(LISTED RECORDS)
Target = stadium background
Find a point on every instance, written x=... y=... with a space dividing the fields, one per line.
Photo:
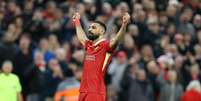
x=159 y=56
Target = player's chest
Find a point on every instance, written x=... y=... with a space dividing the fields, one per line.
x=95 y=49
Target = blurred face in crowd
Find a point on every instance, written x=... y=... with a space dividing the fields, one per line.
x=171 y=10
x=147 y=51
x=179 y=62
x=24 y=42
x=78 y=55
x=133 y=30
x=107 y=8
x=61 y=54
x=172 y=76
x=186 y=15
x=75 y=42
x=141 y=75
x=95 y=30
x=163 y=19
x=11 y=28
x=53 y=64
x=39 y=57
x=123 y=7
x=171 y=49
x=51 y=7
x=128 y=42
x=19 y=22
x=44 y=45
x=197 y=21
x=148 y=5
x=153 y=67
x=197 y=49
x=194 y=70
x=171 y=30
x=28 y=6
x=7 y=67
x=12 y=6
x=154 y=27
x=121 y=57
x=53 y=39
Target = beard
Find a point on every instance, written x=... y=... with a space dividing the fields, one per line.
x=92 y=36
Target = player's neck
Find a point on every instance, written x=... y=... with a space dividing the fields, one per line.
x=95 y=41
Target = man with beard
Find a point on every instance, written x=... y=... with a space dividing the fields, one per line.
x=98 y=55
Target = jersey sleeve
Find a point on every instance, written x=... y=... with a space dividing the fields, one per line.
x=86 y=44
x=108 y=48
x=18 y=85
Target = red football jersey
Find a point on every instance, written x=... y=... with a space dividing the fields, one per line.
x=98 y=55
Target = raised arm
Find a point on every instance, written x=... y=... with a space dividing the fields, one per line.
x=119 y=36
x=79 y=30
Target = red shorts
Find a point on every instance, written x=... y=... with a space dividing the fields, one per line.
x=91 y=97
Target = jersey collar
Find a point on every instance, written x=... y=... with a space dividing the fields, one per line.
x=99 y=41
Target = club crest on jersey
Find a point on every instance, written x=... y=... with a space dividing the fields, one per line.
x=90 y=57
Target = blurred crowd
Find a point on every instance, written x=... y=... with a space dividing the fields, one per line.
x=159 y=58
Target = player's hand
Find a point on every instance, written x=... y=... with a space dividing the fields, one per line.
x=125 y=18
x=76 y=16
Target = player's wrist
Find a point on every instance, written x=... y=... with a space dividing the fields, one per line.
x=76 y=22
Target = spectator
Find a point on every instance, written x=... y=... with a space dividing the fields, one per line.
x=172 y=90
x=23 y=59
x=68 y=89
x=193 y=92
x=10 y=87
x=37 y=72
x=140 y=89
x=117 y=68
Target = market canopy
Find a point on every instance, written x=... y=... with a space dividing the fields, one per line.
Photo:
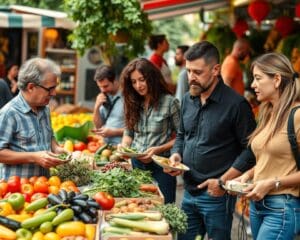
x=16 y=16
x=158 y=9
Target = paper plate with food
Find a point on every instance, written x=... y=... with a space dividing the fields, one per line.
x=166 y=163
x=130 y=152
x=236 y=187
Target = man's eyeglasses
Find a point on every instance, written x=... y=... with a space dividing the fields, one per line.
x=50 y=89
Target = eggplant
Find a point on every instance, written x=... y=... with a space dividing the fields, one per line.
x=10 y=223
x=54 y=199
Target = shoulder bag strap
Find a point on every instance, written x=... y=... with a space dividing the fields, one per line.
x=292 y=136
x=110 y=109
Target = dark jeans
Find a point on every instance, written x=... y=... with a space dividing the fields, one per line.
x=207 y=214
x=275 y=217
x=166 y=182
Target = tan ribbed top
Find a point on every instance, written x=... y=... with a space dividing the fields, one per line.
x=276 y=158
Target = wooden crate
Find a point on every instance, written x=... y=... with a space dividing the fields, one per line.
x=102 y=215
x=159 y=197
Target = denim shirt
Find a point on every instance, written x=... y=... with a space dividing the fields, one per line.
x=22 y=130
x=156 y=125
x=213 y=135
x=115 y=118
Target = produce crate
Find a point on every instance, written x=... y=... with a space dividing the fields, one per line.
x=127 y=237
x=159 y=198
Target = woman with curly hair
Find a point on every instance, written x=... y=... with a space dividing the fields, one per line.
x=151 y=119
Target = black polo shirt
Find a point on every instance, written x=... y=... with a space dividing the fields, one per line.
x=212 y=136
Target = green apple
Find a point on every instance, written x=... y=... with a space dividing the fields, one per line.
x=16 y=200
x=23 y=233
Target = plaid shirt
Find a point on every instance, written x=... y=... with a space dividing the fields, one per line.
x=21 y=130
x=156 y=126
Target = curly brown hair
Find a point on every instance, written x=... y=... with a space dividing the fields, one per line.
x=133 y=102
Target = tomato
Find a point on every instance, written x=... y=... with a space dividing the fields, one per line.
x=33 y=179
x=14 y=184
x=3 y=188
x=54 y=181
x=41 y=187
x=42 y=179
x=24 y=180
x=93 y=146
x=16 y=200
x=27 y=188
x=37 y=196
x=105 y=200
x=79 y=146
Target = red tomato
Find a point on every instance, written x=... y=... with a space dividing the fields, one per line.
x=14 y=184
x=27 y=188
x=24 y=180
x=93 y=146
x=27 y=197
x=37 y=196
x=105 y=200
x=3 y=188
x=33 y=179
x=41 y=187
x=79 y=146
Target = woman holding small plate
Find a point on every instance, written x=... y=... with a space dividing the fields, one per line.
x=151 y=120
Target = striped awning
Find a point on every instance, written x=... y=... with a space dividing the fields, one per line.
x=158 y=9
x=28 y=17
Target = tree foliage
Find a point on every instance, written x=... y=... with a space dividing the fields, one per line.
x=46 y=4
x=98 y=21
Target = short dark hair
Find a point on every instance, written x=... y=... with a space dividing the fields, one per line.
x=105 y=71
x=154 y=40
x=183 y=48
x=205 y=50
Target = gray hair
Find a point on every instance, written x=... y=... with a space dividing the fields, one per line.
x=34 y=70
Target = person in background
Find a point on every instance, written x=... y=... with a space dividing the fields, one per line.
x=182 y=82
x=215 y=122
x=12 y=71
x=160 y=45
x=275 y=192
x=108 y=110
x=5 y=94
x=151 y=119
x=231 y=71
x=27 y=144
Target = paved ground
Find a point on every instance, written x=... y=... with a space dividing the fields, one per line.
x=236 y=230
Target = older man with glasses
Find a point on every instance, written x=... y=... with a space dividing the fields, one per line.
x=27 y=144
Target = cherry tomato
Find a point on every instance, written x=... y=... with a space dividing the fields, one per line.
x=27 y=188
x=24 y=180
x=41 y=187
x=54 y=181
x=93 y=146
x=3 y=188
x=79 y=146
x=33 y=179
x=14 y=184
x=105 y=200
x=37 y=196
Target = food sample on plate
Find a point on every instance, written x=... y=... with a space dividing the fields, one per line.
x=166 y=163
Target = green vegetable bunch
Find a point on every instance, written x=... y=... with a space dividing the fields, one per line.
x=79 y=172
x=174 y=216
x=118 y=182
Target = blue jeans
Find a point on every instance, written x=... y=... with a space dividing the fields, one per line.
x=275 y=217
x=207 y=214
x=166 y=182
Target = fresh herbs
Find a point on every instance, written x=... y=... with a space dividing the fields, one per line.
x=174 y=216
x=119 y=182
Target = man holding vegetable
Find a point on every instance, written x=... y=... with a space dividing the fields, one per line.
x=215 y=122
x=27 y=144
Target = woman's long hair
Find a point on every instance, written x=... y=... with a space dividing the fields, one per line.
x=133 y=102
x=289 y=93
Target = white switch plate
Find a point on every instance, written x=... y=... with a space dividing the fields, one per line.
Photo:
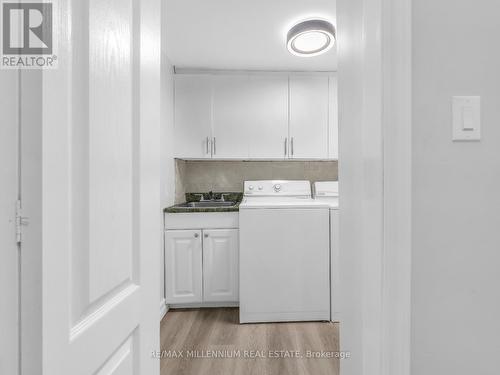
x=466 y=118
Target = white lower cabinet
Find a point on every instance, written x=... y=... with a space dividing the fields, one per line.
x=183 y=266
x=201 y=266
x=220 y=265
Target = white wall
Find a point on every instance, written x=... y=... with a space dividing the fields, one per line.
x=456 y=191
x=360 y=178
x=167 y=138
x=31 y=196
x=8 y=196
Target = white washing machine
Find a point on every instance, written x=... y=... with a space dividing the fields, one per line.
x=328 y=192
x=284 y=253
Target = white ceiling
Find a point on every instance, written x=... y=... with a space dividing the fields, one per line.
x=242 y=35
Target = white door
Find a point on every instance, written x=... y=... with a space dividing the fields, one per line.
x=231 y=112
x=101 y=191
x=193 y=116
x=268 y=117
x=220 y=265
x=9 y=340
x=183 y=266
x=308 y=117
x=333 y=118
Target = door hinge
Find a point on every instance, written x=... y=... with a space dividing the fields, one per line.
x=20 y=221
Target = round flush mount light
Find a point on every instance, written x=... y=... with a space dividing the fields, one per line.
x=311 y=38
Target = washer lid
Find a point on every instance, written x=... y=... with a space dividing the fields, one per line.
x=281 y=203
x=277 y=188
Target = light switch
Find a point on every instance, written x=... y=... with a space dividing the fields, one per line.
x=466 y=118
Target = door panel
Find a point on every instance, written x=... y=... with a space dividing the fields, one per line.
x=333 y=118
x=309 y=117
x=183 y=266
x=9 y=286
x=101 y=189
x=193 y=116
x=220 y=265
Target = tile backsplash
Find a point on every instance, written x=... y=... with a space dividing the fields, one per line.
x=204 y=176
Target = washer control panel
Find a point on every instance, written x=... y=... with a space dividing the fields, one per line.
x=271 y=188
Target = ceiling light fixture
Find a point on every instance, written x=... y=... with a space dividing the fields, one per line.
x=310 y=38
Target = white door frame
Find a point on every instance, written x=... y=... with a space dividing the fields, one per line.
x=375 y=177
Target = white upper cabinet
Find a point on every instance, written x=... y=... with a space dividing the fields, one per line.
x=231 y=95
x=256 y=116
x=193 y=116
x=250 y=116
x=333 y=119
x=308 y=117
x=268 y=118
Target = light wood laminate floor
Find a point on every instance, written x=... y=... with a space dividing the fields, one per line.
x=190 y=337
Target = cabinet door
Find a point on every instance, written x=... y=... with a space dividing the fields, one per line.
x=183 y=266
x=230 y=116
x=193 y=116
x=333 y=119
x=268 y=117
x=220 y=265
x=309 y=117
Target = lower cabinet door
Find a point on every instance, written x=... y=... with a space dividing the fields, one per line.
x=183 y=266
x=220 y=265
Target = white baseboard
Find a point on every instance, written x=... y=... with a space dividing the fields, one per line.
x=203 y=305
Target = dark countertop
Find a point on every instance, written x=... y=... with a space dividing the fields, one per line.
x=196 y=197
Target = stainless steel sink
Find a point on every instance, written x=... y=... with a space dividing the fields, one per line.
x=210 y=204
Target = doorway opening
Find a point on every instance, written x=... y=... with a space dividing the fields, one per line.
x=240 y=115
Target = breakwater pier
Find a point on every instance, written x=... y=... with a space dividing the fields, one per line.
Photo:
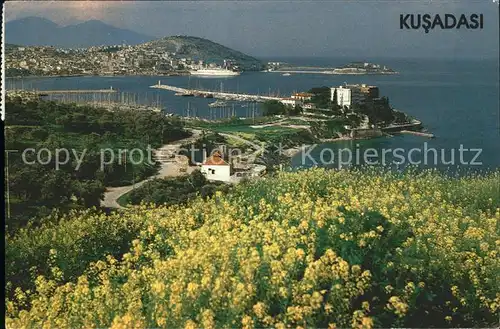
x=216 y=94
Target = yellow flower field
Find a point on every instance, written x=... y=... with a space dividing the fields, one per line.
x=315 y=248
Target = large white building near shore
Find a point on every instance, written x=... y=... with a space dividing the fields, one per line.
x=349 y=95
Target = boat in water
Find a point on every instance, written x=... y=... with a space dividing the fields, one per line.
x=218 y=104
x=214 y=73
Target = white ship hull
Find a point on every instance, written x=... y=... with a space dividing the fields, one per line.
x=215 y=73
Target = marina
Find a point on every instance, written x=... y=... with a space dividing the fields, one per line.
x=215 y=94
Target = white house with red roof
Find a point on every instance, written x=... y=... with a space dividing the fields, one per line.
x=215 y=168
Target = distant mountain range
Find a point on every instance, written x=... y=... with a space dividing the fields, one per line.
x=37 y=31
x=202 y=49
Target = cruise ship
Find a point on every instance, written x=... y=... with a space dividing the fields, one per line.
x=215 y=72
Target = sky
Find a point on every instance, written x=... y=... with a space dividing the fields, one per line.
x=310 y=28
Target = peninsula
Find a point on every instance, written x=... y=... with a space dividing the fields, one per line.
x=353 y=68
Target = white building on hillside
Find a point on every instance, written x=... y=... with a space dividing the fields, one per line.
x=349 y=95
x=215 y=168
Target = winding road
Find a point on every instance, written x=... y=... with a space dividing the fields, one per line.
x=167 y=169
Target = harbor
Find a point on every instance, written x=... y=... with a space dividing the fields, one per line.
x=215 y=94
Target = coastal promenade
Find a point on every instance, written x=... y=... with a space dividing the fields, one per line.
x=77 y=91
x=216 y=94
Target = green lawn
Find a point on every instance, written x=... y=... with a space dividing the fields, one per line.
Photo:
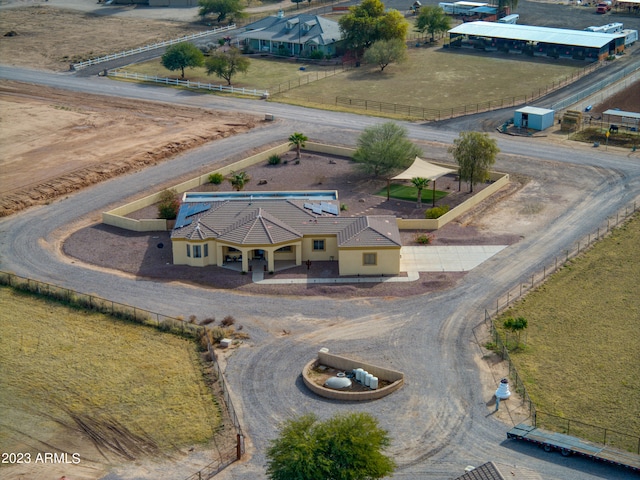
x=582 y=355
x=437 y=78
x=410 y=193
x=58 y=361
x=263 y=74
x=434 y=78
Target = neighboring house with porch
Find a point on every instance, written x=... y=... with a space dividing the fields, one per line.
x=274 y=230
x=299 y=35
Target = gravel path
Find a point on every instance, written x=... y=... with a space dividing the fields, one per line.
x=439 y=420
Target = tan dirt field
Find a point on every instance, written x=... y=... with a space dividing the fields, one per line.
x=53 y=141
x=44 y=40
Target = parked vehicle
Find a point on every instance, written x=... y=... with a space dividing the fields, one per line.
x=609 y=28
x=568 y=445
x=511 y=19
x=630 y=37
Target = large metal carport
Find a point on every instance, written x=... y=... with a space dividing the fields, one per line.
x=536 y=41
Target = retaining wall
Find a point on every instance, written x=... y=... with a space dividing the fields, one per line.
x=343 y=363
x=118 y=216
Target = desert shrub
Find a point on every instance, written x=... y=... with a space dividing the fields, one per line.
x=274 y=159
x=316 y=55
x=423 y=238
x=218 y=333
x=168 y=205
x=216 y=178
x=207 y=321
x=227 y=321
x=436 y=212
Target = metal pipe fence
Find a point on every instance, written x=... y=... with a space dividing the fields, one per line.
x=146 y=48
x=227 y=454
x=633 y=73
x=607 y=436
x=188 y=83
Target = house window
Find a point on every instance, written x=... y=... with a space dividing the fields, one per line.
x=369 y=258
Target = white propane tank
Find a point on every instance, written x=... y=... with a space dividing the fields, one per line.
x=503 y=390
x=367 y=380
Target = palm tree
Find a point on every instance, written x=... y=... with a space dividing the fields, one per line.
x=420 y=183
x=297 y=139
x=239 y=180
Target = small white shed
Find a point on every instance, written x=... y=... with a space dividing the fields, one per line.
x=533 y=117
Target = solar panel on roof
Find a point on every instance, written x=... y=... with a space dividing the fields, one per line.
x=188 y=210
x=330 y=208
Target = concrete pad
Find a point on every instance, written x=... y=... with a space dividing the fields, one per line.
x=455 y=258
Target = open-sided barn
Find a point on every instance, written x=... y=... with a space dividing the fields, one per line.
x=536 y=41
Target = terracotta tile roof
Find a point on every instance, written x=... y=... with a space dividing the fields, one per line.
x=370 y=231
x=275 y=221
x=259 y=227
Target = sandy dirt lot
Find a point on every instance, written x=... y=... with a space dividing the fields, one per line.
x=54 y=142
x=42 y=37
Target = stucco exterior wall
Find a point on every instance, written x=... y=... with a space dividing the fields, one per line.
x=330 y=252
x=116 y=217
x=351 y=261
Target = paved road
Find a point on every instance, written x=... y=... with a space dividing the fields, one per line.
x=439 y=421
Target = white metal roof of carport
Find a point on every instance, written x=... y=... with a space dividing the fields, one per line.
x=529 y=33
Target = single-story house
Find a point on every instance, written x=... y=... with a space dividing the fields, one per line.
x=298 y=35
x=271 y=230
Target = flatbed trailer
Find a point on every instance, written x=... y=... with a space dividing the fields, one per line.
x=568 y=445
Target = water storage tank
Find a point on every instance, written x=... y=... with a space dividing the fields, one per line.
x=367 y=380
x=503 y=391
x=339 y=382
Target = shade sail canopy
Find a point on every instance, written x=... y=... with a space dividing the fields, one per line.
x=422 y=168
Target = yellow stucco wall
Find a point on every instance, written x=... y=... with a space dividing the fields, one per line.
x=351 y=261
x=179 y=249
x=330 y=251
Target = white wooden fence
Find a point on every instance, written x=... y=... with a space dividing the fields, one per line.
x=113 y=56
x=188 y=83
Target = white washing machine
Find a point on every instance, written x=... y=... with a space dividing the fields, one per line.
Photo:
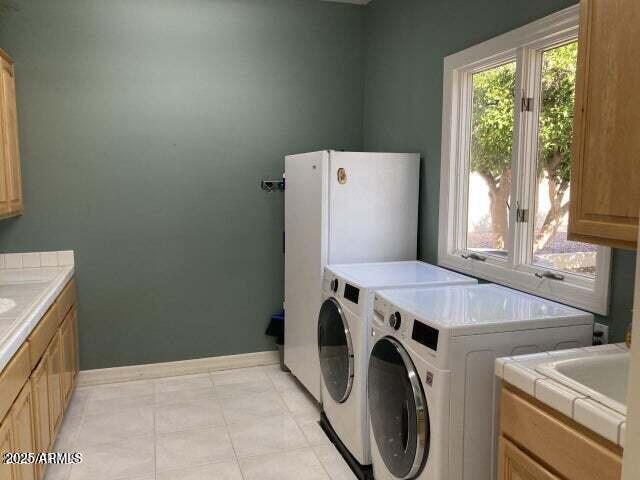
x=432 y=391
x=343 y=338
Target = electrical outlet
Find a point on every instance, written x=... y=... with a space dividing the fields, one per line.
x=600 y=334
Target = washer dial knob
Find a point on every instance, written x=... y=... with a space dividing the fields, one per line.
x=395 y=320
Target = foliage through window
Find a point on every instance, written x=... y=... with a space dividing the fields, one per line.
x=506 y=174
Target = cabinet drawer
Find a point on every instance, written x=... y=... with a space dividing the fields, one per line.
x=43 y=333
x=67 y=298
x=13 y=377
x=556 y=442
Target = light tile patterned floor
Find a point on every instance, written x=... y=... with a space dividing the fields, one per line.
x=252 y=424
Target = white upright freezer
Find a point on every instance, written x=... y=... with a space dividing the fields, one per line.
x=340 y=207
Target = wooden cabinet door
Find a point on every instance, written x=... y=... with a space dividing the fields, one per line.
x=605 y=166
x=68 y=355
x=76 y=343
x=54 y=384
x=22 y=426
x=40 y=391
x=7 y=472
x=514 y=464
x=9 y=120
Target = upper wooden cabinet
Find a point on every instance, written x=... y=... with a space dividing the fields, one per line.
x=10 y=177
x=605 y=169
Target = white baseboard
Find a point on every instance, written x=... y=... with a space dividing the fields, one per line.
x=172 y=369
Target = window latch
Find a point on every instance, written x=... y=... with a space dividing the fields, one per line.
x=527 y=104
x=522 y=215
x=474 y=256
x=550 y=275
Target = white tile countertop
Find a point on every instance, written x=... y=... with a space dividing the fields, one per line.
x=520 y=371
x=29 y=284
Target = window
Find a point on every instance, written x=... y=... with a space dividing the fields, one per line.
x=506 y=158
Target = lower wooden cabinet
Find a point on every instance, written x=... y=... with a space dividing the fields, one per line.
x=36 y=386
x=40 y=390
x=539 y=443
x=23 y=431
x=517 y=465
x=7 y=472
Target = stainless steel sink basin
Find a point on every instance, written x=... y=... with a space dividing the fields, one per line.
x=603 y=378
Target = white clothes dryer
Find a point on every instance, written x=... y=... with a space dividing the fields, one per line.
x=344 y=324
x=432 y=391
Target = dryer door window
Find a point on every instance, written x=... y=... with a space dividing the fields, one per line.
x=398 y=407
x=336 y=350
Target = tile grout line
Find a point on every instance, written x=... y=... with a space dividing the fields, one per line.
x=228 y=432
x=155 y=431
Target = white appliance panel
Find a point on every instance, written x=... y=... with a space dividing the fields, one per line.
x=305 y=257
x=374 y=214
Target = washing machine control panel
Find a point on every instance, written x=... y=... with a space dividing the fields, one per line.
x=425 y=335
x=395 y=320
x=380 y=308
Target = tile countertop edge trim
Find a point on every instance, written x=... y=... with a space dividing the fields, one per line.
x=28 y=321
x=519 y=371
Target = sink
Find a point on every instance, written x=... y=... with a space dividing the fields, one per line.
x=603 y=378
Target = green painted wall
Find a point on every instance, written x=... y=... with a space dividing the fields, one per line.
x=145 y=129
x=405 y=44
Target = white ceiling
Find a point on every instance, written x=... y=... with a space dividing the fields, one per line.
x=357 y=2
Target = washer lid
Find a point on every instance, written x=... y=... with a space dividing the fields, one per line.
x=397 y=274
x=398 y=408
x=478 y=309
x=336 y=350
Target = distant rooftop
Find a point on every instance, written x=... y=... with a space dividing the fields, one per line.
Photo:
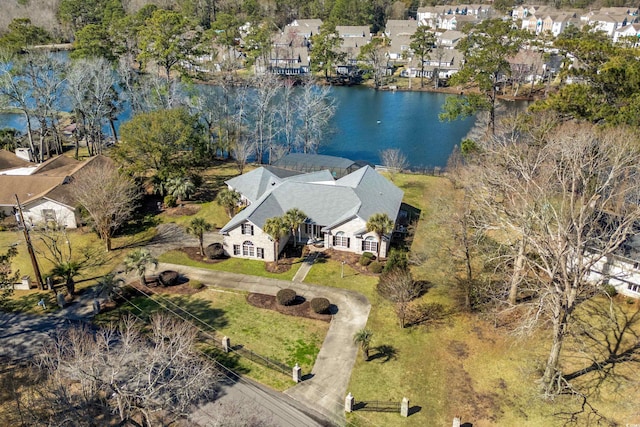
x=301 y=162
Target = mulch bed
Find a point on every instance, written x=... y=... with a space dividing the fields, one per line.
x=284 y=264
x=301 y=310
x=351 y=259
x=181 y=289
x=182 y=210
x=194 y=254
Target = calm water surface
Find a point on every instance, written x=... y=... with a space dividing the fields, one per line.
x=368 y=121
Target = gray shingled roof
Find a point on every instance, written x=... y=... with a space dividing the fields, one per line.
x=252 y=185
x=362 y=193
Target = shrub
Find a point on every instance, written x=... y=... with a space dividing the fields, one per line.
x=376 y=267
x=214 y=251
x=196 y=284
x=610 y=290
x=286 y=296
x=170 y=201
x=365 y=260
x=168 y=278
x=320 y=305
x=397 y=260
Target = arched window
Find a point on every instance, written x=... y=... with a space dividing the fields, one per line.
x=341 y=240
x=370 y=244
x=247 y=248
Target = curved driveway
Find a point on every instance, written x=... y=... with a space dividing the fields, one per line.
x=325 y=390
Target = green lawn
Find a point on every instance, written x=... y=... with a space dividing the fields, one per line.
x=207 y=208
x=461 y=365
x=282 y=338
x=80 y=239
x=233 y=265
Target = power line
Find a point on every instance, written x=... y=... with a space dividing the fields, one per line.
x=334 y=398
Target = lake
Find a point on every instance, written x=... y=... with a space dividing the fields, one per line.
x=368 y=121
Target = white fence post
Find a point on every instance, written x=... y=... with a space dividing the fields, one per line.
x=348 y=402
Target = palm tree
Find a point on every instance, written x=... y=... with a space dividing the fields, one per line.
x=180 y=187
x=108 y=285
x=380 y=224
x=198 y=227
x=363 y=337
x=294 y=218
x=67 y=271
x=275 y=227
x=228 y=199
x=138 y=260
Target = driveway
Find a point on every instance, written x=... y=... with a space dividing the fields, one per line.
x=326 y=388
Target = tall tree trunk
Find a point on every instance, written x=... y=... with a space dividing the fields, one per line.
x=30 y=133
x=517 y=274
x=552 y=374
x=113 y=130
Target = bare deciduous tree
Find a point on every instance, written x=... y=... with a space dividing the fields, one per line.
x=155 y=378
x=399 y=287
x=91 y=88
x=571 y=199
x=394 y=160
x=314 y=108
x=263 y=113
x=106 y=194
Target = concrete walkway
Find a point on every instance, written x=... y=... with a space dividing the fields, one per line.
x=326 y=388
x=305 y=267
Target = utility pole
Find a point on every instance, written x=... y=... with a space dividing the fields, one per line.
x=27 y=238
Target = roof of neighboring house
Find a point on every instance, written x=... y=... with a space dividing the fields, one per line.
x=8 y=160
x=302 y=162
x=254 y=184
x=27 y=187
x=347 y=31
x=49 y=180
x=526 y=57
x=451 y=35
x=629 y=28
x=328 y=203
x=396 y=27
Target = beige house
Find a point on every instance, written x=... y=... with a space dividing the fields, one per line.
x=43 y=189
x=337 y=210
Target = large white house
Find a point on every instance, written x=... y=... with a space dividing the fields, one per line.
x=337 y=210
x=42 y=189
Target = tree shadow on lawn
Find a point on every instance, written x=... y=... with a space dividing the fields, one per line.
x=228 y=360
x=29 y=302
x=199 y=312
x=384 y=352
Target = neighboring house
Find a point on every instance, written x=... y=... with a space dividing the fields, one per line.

(WHAT THE TASK REQUIRES) Repeat, character for character, the lines from the one that holds "Target = concrete walkway" to the final line of the material, inclusive, and no other lines.

(REPLY TO THE EXERCISE)
Target = concrete walkway
Find a point on every instance, written x=... y=... with a space dividing the fields, one per line.
x=326 y=388
x=305 y=267
Target = utility pole
Find a point on every instance, written x=... y=... with a space dividing the fields, one per line.
x=27 y=238
Target = roof of neighboring house
Find a point on every instance, written x=... y=... with a space dividing the fields, one per line.
x=8 y=160
x=302 y=162
x=254 y=184
x=27 y=187
x=347 y=31
x=49 y=180
x=526 y=57
x=451 y=35
x=629 y=28
x=328 y=203
x=396 y=27
Target = beige house
Find a point on every instance, written x=... y=... with a space dividing the fields, one per line.
x=43 y=189
x=337 y=210
Target = large white house
Find a point on every instance, written x=... y=... with a space dividing the fields, one per line.
x=337 y=210
x=42 y=189
Target = tree shadow on lawn
Find a point on every instance, written x=... y=... with a space dividing the fields, one per line.
x=228 y=360
x=29 y=302
x=199 y=312
x=384 y=352
Target = neighboring house
Find a point on every instance, written x=... y=... with a space dividing the fields, one per line.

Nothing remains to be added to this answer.